Records from a point labeling set

──────────

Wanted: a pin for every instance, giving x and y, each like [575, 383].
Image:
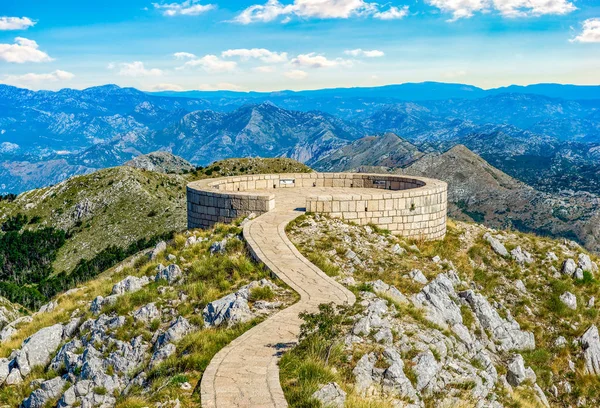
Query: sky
[268, 45]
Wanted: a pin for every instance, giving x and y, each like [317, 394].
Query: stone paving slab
[246, 372]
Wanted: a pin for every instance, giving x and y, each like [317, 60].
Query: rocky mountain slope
[388, 150]
[161, 162]
[46, 137]
[478, 191]
[56, 238]
[484, 318]
[251, 131]
[142, 333]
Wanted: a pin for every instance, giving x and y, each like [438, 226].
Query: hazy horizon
[266, 45]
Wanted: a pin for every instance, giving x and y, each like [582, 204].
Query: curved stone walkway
[245, 373]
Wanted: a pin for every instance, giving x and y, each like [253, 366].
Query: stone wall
[414, 207]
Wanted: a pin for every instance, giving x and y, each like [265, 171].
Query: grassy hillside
[207, 276]
[523, 295]
[89, 222]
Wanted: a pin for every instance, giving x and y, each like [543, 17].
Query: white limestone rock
[418, 276]
[37, 349]
[331, 396]
[590, 342]
[48, 391]
[383, 289]
[438, 299]
[129, 284]
[520, 256]
[363, 372]
[158, 249]
[425, 368]
[569, 300]
[585, 263]
[146, 313]
[506, 331]
[497, 246]
[569, 267]
[171, 274]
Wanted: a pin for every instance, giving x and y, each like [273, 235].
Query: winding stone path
[245, 373]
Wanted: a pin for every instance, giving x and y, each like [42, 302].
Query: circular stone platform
[413, 207]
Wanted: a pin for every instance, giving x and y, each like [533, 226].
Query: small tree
[326, 325]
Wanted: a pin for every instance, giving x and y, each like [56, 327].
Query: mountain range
[547, 136]
[477, 191]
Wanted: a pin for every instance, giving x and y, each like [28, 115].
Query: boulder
[425, 368]
[506, 331]
[585, 263]
[162, 354]
[590, 342]
[560, 342]
[569, 300]
[516, 372]
[37, 349]
[437, 298]
[521, 257]
[129, 284]
[71, 327]
[146, 313]
[176, 331]
[520, 286]
[383, 289]
[569, 267]
[233, 308]
[398, 250]
[218, 247]
[394, 378]
[99, 302]
[497, 246]
[48, 391]
[4, 369]
[190, 241]
[158, 249]
[363, 372]
[14, 377]
[330, 396]
[171, 274]
[418, 276]
[48, 307]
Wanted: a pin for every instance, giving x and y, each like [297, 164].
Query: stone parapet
[413, 207]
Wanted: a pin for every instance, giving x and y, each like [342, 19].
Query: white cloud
[590, 32]
[313, 60]
[167, 87]
[296, 74]
[508, 8]
[262, 54]
[273, 9]
[460, 8]
[454, 74]
[23, 50]
[186, 8]
[15, 23]
[364, 53]
[137, 69]
[266, 69]
[523, 8]
[393, 13]
[211, 64]
[221, 86]
[184, 55]
[29, 79]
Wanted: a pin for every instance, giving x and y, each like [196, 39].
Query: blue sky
[297, 44]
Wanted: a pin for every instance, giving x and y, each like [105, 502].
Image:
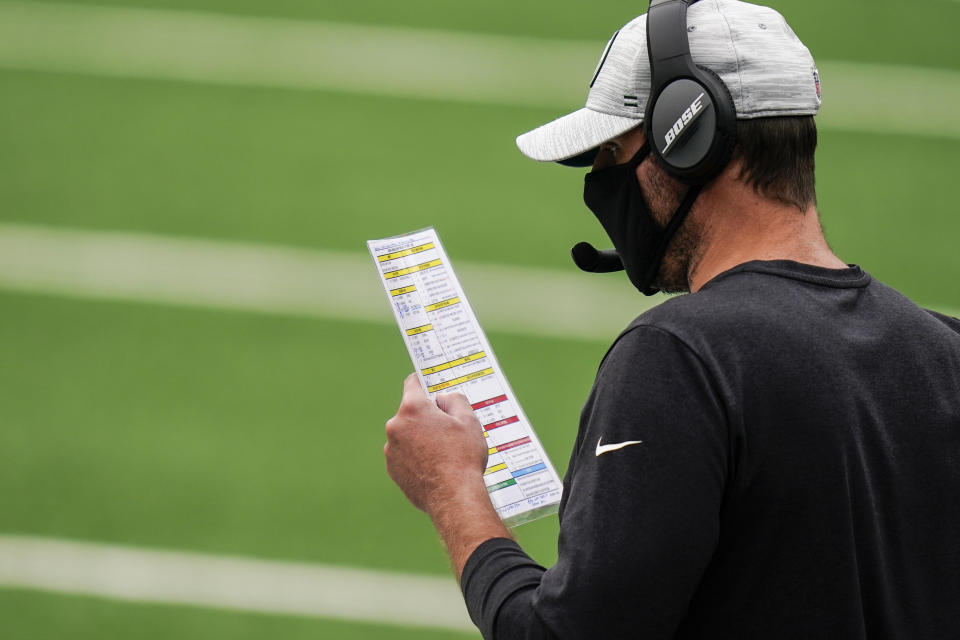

──────────

* AIM OF THE TASK: Find each line in the items above that contains the word "white" and copy those lines.

* ANSWER FOR THIS EXERCISE:
Query: white limestone rock
Query: white cloud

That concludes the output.